• _Data for review_:
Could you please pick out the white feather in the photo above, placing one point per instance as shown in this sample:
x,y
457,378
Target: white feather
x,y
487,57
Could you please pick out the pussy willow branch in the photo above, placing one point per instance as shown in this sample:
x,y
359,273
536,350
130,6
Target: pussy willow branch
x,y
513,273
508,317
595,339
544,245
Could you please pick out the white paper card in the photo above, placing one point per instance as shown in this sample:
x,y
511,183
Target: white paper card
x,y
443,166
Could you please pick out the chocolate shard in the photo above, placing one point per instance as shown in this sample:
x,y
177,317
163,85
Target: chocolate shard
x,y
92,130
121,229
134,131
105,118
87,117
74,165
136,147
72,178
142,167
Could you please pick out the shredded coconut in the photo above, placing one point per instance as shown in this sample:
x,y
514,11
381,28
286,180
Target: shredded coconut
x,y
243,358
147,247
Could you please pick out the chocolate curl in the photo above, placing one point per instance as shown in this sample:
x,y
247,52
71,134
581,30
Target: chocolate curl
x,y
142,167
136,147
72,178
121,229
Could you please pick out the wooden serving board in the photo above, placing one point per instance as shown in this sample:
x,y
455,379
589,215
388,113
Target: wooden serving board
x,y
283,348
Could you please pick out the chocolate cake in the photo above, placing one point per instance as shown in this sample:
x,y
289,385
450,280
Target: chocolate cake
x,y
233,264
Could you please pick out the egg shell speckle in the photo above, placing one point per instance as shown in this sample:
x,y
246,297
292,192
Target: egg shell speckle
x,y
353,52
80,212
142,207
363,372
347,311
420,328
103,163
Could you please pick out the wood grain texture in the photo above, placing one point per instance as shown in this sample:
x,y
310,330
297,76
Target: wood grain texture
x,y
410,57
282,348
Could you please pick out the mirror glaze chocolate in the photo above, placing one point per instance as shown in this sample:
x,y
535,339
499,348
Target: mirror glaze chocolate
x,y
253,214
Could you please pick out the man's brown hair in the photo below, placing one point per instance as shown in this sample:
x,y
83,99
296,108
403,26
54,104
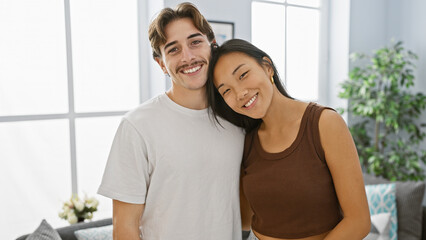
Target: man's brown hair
x,y
157,36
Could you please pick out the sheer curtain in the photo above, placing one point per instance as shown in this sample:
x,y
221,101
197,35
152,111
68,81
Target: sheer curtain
x,y
68,71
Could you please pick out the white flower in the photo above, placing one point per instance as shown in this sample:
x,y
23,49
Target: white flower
x,y
79,206
92,202
71,217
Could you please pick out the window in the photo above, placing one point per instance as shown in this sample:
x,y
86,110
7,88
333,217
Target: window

• _Your assignment_:
A bare number is the expected answer: the tally of lines in the records above holding "window".

• _Result of the exercise_:
2